TASK GOAL:
Leave out the pictures. Return every record otherwise untouched.
++++++
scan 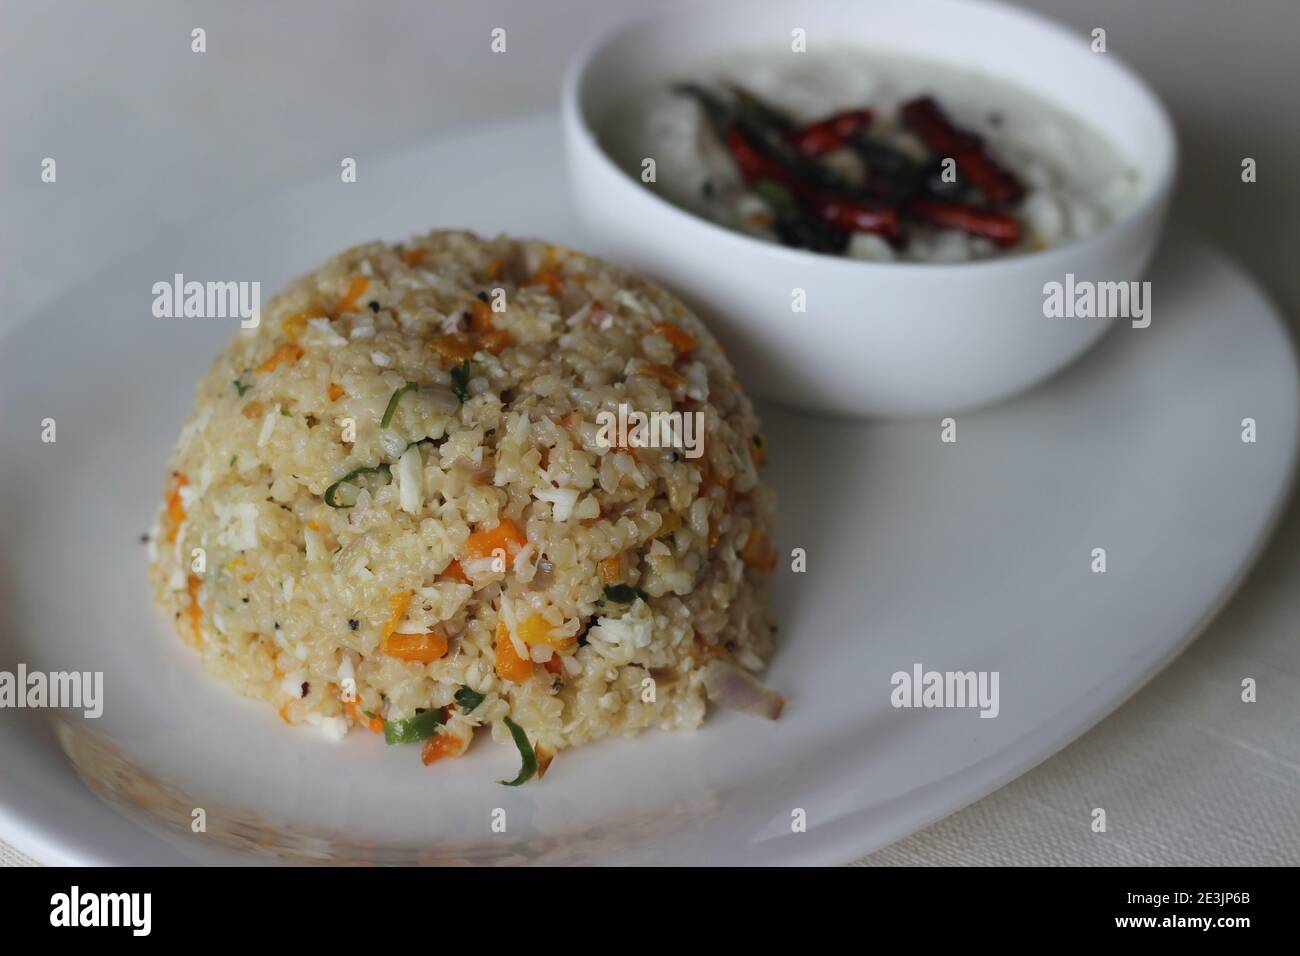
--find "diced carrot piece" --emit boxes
[516,613,575,650]
[470,298,495,333]
[185,573,203,646]
[165,473,188,543]
[495,620,533,683]
[327,382,345,402]
[640,363,686,390]
[536,746,556,778]
[421,731,468,765]
[427,332,477,365]
[598,555,621,583]
[528,264,564,296]
[401,248,428,267]
[543,655,564,675]
[345,697,384,733]
[441,559,470,584]
[464,518,526,567]
[336,276,370,315]
[282,309,324,341]
[257,342,303,373]
[385,631,450,663]
[479,328,510,354]
[740,529,776,572]
[651,322,696,358]
[382,591,413,640]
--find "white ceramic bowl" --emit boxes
[563,0,1177,418]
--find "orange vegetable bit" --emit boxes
[440,559,470,584]
[420,730,468,765]
[345,697,384,733]
[495,620,534,683]
[385,631,450,664]
[740,529,777,572]
[164,472,188,543]
[527,264,564,297]
[479,328,510,354]
[382,591,413,641]
[336,276,370,315]
[282,309,323,342]
[516,613,575,650]
[597,555,622,583]
[651,321,697,358]
[639,363,686,390]
[748,433,767,466]
[257,342,304,373]
[464,518,527,568]
[427,332,477,365]
[185,574,203,646]
[327,382,345,402]
[543,655,564,675]
[536,746,556,779]
[469,298,495,333]
[400,247,428,268]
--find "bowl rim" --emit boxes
[561,0,1179,276]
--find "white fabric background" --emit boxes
[2,0,1297,866]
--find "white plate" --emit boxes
[0,114,1295,866]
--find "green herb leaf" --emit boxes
[454,685,486,713]
[498,716,537,786]
[381,380,419,429]
[602,583,647,604]
[753,179,799,219]
[232,379,252,397]
[451,361,472,403]
[229,454,237,468]
[383,709,445,745]
[324,463,393,508]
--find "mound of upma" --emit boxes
[148,231,778,781]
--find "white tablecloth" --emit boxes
[4,0,1297,867]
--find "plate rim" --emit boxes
[1,114,1296,866]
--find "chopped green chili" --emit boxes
[602,583,648,604]
[381,380,418,429]
[232,379,252,397]
[753,179,800,219]
[451,360,472,403]
[454,685,486,713]
[383,708,444,745]
[324,463,392,508]
[498,716,537,786]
++++++
RESPONSE TO THIS TASK:
scan 
--find "diced carrot piece" --emit boxes
[516,613,575,650]
[470,298,495,333]
[185,573,203,646]
[165,473,188,543]
[495,620,533,683]
[327,382,345,402]
[640,363,686,390]
[536,746,556,778]
[421,731,468,765]
[427,332,477,365]
[598,555,621,583]
[528,264,564,296]
[401,248,428,267]
[543,655,564,675]
[345,697,384,733]
[441,559,470,584]
[464,518,526,567]
[336,276,370,315]
[282,309,324,341]
[257,342,303,373]
[385,631,450,663]
[479,328,510,354]
[740,529,776,572]
[651,322,696,358]
[382,591,413,640]
--find "white ceramic bowl" --emit boxes
[563,0,1177,418]
--find "orange vegetable bit" --emit boxes
[440,559,470,584]
[420,730,468,765]
[345,697,384,733]
[495,620,534,683]
[385,631,450,664]
[740,529,777,572]
[164,472,188,543]
[527,264,564,297]
[479,328,510,354]
[382,591,413,641]
[336,276,370,315]
[282,309,323,342]
[516,613,575,650]
[597,555,622,583]
[651,321,697,358]
[639,363,686,390]
[748,433,767,466]
[257,342,304,373]
[464,518,527,568]
[427,332,477,365]
[185,574,203,646]
[327,382,345,402]
[543,655,564,675]
[536,746,556,779]
[469,298,495,333]
[400,247,428,268]
--find "bowl rim" --emit boxes
[561,0,1179,276]
--find "white fabric background" --emit boxes
[2,0,1297,866]
--find "white plate" --emit boxes
[0,114,1295,866]
--find "green herb leaf" --emit boxes
[454,685,486,713]
[498,716,537,786]
[381,380,419,429]
[602,583,647,604]
[753,179,799,219]
[232,379,252,397]
[451,361,472,403]
[229,454,237,468]
[383,709,445,745]
[324,463,393,508]
--find "mound of upma" --emit boxes
[148,231,778,781]
--find "white tablecloth" --emit boxes
[4,0,1297,867]
--find "plate rim" --emit boxes
[1,114,1296,866]
--find "chopped green chili" --emit boxes
[602,583,648,604]
[381,380,418,429]
[232,379,252,397]
[753,179,800,219]
[451,360,472,403]
[454,685,486,713]
[383,708,444,745]
[324,463,392,508]
[498,716,537,786]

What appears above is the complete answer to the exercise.